Prompt:
Extract each line of the records that contains the word "below".

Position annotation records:
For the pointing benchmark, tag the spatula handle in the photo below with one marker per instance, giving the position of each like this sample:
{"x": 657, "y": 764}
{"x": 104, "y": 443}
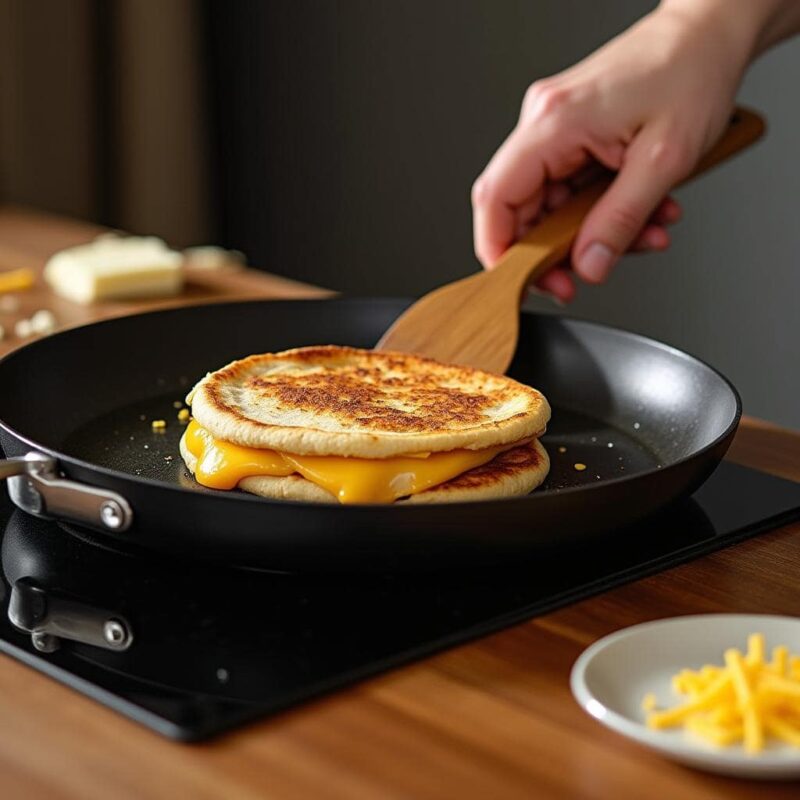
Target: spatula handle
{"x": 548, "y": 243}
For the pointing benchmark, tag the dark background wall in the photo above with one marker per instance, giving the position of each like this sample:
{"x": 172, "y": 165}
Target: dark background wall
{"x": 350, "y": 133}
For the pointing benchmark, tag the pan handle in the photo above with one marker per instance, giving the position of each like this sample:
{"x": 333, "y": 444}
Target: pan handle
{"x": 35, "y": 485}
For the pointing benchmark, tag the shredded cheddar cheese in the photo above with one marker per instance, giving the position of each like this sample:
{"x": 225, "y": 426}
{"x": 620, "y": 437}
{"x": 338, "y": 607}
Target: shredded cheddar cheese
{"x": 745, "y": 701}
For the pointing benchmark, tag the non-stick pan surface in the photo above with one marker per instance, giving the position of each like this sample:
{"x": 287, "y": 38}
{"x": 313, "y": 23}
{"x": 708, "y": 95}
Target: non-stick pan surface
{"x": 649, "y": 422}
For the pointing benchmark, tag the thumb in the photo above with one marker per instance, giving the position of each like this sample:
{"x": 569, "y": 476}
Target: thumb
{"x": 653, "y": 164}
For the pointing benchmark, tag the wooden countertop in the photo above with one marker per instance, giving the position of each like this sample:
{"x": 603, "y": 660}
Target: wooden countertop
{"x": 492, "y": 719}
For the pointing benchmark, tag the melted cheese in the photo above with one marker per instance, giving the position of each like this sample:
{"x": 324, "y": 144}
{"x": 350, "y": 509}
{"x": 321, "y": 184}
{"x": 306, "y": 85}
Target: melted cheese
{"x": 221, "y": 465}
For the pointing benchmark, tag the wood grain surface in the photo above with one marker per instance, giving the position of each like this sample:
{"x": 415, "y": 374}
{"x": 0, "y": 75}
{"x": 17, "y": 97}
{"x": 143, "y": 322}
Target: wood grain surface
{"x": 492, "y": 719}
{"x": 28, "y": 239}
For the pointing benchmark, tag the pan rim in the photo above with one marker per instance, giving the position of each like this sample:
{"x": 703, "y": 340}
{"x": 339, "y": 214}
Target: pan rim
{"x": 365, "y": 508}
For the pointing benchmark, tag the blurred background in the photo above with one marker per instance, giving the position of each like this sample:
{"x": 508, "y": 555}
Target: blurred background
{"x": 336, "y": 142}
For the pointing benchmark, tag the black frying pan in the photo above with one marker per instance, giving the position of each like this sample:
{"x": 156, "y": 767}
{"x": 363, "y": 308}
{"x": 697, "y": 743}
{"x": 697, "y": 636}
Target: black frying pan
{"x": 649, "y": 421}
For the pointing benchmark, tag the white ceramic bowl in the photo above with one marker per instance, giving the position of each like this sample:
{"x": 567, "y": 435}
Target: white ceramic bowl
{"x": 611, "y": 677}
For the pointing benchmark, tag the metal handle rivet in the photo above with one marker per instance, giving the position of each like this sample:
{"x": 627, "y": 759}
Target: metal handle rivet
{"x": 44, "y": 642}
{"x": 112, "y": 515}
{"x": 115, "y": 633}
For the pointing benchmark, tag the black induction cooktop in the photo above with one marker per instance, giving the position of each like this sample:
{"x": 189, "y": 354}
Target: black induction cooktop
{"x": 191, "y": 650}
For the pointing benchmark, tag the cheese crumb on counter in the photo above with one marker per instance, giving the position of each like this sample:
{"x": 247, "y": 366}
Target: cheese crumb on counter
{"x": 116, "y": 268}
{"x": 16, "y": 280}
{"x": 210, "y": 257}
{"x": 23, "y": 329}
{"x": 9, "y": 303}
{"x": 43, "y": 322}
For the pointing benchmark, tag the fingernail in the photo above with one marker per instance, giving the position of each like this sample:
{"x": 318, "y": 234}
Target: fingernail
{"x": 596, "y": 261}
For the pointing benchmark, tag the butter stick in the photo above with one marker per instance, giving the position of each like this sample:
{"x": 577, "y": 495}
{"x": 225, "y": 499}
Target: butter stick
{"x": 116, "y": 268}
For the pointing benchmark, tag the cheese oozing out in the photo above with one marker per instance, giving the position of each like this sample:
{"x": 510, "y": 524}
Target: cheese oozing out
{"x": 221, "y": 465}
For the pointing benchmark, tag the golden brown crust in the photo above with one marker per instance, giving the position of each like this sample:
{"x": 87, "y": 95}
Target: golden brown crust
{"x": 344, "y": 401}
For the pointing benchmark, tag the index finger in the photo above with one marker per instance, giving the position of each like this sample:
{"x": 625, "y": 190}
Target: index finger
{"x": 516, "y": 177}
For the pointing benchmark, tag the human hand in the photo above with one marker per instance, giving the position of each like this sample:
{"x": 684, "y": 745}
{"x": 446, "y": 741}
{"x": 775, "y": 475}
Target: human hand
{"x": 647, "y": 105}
--
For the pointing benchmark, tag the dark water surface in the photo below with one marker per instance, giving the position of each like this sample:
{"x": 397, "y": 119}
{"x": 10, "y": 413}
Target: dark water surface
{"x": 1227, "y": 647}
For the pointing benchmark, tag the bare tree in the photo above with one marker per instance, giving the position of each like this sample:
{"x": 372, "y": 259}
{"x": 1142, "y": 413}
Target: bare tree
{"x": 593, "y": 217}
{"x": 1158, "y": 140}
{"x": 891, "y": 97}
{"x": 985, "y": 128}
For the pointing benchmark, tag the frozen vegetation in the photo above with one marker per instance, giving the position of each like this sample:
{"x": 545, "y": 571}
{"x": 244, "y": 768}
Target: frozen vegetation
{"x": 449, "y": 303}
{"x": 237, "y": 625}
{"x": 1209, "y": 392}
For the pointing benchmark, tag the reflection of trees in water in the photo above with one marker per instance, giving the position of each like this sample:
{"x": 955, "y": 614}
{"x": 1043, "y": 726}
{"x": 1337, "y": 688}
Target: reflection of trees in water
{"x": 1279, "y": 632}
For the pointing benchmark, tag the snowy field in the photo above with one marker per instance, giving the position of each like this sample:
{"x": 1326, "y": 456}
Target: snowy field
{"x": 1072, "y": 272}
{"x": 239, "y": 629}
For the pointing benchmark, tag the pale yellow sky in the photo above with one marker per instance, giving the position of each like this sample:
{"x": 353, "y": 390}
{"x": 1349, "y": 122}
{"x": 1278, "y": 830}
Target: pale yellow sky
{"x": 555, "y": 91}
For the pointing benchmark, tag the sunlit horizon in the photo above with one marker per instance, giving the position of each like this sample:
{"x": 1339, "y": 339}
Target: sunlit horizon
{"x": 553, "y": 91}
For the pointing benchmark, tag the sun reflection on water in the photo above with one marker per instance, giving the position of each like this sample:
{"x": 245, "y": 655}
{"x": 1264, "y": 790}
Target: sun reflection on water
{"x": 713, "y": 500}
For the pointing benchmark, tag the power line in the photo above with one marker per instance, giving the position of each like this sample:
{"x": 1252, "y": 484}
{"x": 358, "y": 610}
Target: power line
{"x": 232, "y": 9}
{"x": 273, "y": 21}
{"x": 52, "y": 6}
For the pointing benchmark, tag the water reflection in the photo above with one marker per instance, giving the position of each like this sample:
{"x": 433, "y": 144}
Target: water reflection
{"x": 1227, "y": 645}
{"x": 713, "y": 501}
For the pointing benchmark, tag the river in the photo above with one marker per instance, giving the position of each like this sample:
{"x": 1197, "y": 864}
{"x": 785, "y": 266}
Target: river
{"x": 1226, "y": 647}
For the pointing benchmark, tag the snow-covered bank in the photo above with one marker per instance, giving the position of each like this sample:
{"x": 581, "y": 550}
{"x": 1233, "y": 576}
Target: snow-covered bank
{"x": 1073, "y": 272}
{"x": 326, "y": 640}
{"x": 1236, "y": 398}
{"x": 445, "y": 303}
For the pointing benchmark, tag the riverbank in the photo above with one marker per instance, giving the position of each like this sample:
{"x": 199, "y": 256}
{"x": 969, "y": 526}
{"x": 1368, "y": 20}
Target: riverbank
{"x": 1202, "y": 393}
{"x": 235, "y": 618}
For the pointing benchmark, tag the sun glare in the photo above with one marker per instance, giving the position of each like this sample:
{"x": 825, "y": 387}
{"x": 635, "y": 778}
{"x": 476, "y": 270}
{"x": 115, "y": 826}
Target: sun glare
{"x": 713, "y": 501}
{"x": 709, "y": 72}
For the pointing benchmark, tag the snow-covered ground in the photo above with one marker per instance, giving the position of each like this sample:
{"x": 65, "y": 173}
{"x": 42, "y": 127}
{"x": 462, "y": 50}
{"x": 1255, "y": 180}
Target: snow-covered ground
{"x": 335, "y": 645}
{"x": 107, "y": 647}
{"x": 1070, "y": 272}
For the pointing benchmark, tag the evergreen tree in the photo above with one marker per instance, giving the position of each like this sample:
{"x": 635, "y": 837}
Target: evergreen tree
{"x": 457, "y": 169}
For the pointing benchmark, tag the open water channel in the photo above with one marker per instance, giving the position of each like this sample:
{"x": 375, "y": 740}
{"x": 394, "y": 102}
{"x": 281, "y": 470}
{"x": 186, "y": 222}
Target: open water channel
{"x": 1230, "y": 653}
* * *
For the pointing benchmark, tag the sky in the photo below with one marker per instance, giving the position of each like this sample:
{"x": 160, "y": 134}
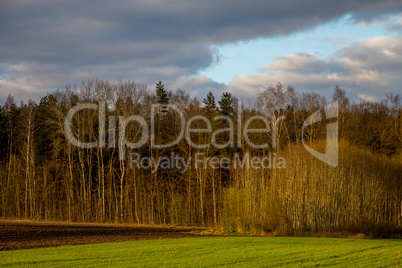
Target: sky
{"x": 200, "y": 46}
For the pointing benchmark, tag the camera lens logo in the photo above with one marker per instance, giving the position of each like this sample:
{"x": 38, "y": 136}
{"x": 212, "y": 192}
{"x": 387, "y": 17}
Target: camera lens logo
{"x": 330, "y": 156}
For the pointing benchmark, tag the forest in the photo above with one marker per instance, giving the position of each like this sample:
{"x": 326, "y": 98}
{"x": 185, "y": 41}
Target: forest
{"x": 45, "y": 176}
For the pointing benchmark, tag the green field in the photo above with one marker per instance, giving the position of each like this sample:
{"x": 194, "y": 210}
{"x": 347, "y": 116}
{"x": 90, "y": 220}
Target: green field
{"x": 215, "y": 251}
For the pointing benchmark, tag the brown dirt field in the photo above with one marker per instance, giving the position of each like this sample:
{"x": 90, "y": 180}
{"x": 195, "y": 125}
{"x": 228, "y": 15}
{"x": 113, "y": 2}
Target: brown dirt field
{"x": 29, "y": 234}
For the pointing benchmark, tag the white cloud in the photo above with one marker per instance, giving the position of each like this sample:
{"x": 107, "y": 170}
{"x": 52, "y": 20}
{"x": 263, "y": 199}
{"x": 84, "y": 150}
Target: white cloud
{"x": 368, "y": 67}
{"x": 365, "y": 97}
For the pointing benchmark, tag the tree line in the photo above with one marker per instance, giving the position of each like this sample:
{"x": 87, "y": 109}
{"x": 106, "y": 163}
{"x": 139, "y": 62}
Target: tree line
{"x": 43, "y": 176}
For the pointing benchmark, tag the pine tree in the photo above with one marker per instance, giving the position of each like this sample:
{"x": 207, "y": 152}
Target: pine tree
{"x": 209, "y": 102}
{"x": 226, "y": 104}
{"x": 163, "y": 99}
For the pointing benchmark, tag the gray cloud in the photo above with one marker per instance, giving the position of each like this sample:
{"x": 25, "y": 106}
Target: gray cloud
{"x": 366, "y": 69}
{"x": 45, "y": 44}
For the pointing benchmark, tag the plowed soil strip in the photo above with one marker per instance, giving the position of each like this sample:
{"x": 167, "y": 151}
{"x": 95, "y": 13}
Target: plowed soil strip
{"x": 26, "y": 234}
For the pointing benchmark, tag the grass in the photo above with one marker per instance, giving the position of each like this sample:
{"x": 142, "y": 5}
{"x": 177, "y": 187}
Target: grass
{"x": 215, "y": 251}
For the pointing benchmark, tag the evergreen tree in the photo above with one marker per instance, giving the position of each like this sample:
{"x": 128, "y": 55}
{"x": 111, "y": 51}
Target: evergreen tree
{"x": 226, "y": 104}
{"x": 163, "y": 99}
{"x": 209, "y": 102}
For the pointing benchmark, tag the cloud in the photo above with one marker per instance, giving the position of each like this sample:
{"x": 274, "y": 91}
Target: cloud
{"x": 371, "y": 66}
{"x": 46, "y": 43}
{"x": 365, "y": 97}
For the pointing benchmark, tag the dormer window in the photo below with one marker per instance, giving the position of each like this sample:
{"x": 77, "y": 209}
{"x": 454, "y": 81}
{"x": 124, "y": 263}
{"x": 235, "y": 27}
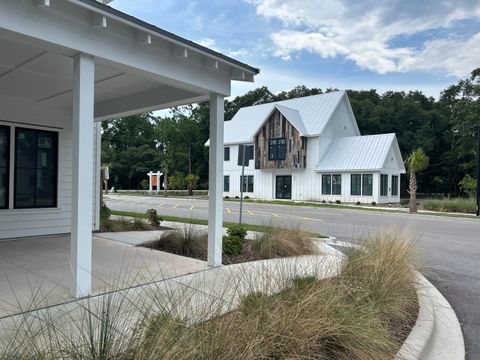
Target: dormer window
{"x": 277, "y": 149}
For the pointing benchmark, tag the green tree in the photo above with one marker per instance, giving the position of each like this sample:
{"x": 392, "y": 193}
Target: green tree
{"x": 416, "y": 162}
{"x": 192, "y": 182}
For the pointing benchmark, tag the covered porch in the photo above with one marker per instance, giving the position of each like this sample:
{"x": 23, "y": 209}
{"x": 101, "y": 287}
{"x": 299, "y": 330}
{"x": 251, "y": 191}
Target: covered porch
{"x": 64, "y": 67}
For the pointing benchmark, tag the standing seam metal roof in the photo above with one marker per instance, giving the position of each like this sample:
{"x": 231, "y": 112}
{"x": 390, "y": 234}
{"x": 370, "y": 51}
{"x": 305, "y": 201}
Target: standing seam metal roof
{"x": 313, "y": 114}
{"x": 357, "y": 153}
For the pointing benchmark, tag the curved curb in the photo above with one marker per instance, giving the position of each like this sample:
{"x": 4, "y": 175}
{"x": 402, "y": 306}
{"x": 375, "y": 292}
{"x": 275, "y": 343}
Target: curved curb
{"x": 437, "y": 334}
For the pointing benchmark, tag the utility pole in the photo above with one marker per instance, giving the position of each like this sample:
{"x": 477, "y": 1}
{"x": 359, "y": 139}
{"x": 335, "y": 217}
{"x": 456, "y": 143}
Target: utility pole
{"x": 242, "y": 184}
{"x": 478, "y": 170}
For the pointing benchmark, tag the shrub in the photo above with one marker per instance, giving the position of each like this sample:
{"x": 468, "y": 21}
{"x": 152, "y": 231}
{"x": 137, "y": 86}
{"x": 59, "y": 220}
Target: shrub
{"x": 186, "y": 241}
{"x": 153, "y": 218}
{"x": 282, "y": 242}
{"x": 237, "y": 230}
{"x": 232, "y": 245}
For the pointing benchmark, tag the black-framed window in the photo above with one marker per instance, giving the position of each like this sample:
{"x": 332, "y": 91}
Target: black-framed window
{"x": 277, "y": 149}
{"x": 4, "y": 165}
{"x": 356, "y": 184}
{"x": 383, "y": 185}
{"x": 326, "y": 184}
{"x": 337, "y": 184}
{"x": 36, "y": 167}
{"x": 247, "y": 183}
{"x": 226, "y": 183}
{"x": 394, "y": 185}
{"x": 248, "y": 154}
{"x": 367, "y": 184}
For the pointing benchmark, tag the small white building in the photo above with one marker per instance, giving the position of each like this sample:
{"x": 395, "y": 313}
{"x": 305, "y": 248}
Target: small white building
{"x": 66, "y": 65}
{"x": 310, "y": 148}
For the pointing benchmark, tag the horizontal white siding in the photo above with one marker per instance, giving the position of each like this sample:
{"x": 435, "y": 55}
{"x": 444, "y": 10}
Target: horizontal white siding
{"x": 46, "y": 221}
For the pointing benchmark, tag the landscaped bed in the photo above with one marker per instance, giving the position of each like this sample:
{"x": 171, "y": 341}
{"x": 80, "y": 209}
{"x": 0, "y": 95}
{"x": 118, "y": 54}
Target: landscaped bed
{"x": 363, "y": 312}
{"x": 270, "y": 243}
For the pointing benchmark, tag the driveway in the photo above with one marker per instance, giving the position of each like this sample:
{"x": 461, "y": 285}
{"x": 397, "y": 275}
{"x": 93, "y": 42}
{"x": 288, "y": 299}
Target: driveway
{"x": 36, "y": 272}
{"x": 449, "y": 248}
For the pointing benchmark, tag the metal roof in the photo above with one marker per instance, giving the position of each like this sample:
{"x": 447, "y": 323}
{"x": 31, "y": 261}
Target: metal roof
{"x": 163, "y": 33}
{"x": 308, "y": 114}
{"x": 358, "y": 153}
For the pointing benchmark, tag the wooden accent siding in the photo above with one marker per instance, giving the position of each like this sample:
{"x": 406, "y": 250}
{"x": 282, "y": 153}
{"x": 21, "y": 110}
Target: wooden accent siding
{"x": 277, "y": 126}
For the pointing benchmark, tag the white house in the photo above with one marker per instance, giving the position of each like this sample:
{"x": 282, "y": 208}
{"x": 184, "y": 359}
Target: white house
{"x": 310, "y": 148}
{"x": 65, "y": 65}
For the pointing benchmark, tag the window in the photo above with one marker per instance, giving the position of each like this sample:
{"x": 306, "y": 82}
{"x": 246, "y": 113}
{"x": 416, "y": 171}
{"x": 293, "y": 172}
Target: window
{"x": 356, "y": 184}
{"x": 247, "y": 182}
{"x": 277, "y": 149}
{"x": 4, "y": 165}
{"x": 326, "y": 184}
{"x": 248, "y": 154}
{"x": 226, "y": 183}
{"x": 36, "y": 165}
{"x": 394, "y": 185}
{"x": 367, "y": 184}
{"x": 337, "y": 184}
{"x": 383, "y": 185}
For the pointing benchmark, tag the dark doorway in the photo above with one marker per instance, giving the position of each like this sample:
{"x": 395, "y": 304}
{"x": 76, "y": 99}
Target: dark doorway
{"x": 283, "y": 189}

Solution to the problem:
For the pointing benchmark, tag the spatula handle in the photo below with one marker per instance, giving the position of each like this sample:
For the pointing benchmark, tag the dark water surface in the photo below with one marker per instance, giving the position of each like this sample:
For the pointing benchmark, tag the sky in the photo below with one marker per instance, giving the position of each like this sample:
For the pointing benchmark, tag the dormer window in the photo below with one marker per instance, giving the position of each like this sample:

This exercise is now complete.